#### What is expected:
Copy out exactly each line from the line with "Mark every instance of the sneaker" through the last line of the material below.

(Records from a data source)
^^^^^^^^^^^^^^^^
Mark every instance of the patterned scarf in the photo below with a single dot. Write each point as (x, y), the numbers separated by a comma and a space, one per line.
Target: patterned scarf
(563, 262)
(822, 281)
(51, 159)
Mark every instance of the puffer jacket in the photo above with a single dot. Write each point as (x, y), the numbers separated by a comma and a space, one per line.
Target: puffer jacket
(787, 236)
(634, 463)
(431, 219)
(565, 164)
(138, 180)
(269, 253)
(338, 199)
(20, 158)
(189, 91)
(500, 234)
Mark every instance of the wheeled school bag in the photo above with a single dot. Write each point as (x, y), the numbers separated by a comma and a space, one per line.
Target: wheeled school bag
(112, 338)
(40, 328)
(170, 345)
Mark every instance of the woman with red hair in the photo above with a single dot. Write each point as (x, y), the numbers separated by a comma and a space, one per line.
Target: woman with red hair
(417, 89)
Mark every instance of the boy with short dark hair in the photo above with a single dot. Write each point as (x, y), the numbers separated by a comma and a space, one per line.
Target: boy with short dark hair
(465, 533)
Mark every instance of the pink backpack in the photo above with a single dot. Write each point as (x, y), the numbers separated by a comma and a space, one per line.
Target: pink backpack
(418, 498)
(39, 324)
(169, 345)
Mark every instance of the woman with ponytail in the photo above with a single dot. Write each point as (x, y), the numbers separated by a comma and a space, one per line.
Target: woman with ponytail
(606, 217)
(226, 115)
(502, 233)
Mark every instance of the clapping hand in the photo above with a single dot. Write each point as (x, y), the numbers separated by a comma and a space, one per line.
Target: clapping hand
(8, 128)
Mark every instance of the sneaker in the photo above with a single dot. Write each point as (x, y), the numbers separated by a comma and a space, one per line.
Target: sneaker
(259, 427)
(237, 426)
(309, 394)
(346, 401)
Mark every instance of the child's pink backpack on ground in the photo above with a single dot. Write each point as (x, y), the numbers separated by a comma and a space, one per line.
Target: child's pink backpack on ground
^^^^^^^^^^^^^^^^
#### Response to the exercise:
Mark every instance of the sneaker in the photo above with a single dot. Write each point as (x, y), the numbers separated by a comma and a space, one per line.
Target: sneaker
(259, 427)
(237, 426)
(309, 394)
(346, 401)
Mark every instance of the child's pink backpack on ground in the photo above with a single dot. Write each point as (x, y), the numbers separated by a comma and a space, one per line.
Target: child's pink backpack on ground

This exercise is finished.